Objectif 1: D'après l'extrait sur Veblen, pourquoi celui-ci étend-il constamment son analyse au-delà des limites traditionnelles de l'économie ? Répondez en une à trois phrases.

Extrait du texte:
╔══

Cette définition de l’objet économique pose la question des frontières disciplinaires de la science économique. En effet, elle pourrait a priori s’appliquer tout autant, sinon plus, à la sociologie ou à l’anthropologie. Veblen a pleinement conscience de s’exposer à cette critique. Il l’admet pour partie tout en essayant d’y répondre, comme en témoigne un extrait de sa préface à The Theory of Business Enterprise : « [l’]incidence de l’entreprise d’affaires sur la culture […] appartient plus au domaine du sociologue qu’à celui de l’économiste proprement dit, si bien que la présente recherche pêche plus, dans ses derniers chapitres, par le fait qu’elle déborde les frontières légitimes du débat économique que par son incapacité à s’y inscrire. Pour atténuer notre faute, on doit admettre que les caractéristiques de la culture en général, qui sont abordées dans ces chapitres, sont trop intimement liées à la situation économique proprement dite pour que l’on puisse les laisser entièrement de côté » 363 [1904a, « Preface »]. Contrairement à ce que pourrait laisser croire cette citation, la nécessité ressentie par Veblen d’étendre son analyse au-delà des limites traditionnelles de l’économie, pour autant que cette expression fasse vraiment sens, ne découle pas de l’objet spécifique de The Theory of Business Entrerprise. Elle constitue véritablement une constante de son œuvre [Sowell, 1987, p. 800]. Cette tendance découle principalement du postulat selon lequel on ne saurait saisir les phénomènes économiques en dehors de leur contexte culturel. L’homme étant un être social dont le comportement répond à une pluralité de mobiles, il est impossible de comprendre son activité économique sans tenir compte des relations non économiques qu’il entretient avec ses semblables. En effet, « l’individu n’est, dans chaque cas, qu’un seul et même agent », de sorte qu’il serait illusoire de croire que son action non économique n’influence pas son action économique, et réciproquement [1898a, p. 77].

╚══

Objectif 2: Extrayez mot pour mot toutes les lignes des enregistrements ci-dessous, en omettant les images.

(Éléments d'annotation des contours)

╔══

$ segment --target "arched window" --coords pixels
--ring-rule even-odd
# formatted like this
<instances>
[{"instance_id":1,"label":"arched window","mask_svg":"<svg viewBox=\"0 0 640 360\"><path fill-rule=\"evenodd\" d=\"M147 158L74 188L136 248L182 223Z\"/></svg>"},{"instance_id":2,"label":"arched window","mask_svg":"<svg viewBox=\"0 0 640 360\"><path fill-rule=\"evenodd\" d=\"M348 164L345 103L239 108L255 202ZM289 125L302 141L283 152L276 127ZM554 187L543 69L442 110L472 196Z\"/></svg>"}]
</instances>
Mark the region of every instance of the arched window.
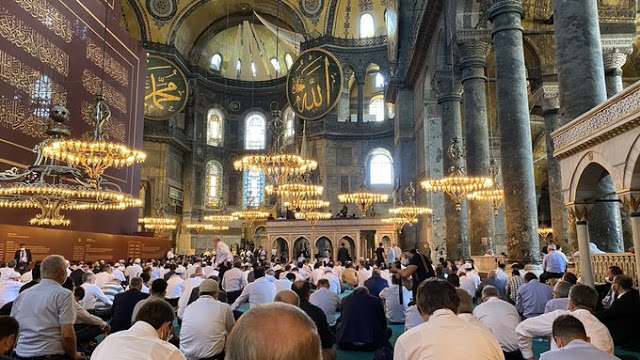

╚══

Réponse attendue 1: Veblen postule qu'on ne saurait saisir les phénomènes économiques en dehors de leur contexte culturel. L'homme étant un être social mû par une pluralité de mobiles, on ne peut comprendre son activité économique sans tenir compte de ses relations non économiques. L'individu restant « un seul et même agent », son action non économique influence son action économique, et réciproquement.

Réponse attendue 2:
$ segment --target "arched window" --coords pixels
--ring-rule even-odd
# formatted like this
<instances>
[{"instance_id":1,"label":"arched window","mask_svg":"<svg viewBox=\"0 0 640 360\"><path fill-rule=\"evenodd\" d=\"M147 158L74 188L136 248L182 223Z\"/></svg>"},{"instance_id":2,"label":"arched window","mask_svg":"<svg viewBox=\"0 0 640 360\"><path fill-rule=\"evenodd\" d=\"M348 164L345 103L239 108L255 202ZM289 125L302 141L283 152L276 127ZM554 187L543 69L442 110L472 196Z\"/></svg>"}]
</instances>
Mark the region of every instance of the arched window.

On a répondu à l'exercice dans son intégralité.